• Study questions
A – Please repeat the text on placebo prescribing word for word, from "Forty-one percent of" to "treatment at all.".
B – According to the text on placebo prescribing, what share of the physicians who responded to the survey said it is ethically acceptable or even obligatory to recommend or prescribe placebo treatments?

• Text under study
=======

A study just published in the British Medical Journal (full disclosure: I haven’t read it, only seen wire service reports of it, but I have absolute confidence it is true — or, more accurately, I’d say it accords 100% with my prior beliefs so I’d have no reason to question it), says that US doctors routinely prescribe drugs purely for their placebo effect, believing they have no other substantive efficacy:
Almost half of the rheumatologists and internists surveyed said they prescribed pills whose benefits derive from “positive patient expectations” two to three times a month, Jon Tilburt from the National Institutes of Health in the U.S. said in a study published today in the British Medical Journal.
[snip]
Tilburt and colleagues from the NIH and scientists from Harvard Medical School and the University of Chicago surveyed 1,200 internal medicine physicians and rheumatologists, doctors who commonly treat patients with chronic conditions that are difficult to manage.
Of the 57 percent of physicians who responded to the confidential survey, 61 percent said they believe it is ethically acceptable or even obligatory to recommend or prescribe placebo treatments.
Forty-one percent of the doctors prescribed over-the-counter painkillers and 38 percent prescribed vitamins. Thirteen percent used antibiotics and sedatives.
Only 2 percent of the doctors used actual sugar pills and 3 percent used salt water-based treatments. (Chantal Britt, Bloomberg)
There are some ethical tangles here regarding deliberate deception. I’ll leave that to the bioethicists. What has always interested me about placebos is that in study after study they work. It’s not just beneficial effects, either. Placebo drugs have been shown to have a higher rate of headache, nausea and dizziness. If they had absolutely no effect at all then it wouldn’t be necessary to have placebo controlled drug trials. We could just give the drug and compare it to no treatment at all.
In my father’s time (60 years ago) a large injection with a big syringe of red vitamin B12 was a common placebo treatment. Vitamin B12 is a real vitamin, good for you if you don’t have enough of it. Beyond that it is just a syringe full of red liquid. And indeed the BMJ authors observe that doctors engaged in this practice still prefer “active placebo treatments” rather than inert agents. One reason is that you can’t write a prescription for a sugar pill and there is no official and marketed placebo agent.
One explanation may be that placebos work best when both the patient and the doctor believe they work (even if for different reasons). I suspect that an awful lot of things we doctors do for patients is really placebo medicine. It’s just both doctor and patient (falsely) believe they are effective. But writing prescriptions for things that have biological activity like antibiotics or sedatives is problematic if there is no expectation they will have any benefit for what ails the patient. And let’s face it. Lots of doctors write prescriptions to please the patient, or more accurately, to keep the patient’s business.
Some people are probably helped. But an awful lot more aren’t. The chief beneficiaries are the drug and insurance companies.

=======

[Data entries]
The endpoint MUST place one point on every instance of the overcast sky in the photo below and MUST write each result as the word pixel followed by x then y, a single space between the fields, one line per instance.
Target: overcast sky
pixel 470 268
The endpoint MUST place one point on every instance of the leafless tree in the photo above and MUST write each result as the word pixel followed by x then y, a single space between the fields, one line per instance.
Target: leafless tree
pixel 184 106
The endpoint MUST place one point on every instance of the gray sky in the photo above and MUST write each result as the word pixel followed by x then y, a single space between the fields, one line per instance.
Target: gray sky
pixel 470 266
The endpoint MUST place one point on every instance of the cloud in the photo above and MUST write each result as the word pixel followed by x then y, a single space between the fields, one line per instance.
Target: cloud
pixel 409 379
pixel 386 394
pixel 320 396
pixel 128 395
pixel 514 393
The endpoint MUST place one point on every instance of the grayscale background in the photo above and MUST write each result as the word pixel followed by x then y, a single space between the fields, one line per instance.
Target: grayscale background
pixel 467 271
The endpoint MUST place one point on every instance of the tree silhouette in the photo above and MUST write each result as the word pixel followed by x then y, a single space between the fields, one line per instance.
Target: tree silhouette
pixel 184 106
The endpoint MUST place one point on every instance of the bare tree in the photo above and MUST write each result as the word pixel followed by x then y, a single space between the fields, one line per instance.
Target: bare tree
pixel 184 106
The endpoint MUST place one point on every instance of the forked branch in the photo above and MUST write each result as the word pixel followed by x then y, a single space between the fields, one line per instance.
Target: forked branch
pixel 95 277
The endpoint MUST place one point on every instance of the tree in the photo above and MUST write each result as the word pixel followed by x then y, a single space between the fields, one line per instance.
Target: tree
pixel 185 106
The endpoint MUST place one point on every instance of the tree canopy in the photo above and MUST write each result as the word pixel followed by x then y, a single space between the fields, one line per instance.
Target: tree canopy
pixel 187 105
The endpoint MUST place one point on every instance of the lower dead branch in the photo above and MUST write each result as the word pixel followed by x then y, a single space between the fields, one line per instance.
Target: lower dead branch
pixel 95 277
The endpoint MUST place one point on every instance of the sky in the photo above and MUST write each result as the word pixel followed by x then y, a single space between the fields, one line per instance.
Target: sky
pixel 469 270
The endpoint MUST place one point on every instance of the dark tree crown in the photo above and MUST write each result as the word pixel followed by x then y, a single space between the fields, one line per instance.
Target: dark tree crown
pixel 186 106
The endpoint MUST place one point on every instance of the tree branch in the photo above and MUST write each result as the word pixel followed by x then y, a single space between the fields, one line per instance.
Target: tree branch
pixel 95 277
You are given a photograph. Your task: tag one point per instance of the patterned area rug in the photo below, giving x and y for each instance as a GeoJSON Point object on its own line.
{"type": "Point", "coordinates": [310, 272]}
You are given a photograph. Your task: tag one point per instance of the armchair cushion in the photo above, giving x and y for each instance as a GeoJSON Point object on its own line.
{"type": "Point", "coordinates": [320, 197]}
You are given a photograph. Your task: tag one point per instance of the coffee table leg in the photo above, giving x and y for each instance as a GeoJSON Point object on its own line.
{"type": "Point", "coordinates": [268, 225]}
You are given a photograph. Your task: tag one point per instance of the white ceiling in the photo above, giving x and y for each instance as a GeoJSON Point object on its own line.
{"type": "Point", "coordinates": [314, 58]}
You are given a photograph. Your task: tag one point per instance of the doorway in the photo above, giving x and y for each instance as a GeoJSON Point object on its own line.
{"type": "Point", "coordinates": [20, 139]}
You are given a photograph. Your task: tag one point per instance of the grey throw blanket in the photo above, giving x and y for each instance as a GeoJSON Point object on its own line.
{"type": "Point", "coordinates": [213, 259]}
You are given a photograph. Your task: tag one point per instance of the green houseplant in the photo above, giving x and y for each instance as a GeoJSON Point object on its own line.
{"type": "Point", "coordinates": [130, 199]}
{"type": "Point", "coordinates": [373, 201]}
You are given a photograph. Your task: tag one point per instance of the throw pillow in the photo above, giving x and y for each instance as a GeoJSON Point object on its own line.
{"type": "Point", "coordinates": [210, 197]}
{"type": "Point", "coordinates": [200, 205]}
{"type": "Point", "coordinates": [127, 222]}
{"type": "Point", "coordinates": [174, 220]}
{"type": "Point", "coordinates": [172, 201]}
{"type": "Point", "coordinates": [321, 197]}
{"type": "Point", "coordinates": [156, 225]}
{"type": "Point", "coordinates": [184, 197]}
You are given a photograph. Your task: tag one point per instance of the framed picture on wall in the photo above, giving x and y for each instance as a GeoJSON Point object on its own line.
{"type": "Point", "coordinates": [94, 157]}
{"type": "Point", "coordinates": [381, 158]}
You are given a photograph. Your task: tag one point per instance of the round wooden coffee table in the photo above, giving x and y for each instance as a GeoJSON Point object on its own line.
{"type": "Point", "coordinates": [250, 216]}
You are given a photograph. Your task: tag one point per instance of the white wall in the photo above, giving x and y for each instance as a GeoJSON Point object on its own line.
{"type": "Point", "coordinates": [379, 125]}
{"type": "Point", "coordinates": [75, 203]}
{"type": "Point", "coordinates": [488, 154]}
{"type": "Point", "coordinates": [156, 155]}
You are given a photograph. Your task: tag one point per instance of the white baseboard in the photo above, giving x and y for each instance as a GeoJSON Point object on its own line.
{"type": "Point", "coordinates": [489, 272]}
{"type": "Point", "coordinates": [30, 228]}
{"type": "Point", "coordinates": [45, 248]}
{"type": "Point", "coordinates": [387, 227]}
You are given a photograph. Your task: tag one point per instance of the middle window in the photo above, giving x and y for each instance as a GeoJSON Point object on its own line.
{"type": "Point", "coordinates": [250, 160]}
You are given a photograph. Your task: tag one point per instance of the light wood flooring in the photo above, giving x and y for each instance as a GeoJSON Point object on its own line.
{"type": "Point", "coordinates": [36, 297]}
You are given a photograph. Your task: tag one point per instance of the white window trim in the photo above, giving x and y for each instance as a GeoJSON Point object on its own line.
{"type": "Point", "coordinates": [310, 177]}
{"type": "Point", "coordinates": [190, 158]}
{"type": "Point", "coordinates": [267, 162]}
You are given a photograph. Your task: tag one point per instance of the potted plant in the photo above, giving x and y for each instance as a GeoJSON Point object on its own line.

=======

• Answers for this exercise
A –
Forty-one percent of the doctors prescribed over-the-counter painkillers and 38 percent prescribed vitamins. Thirteen percent used antibiotics and sedatives.
Only 2 percent of the doctors used actual sugar pills and 3 percent used salt water-based treatments. (Chantal Britt, Bloomberg)
There are some ethical tangles here regarding deliberate deception. I’ll leave that to the bioethicists. What has always interested me about placebos is that in study after study they work. It’s not just beneficial effects, either. Placebo drugs have been shown to have a higher rate of headache, nausea and dizziness. If they had absolutely no effect at all then it wouldn’t be necessary to have placebo controlled drug trials. We could just give the drug and compare it to no treatment at all.

B – 61 percent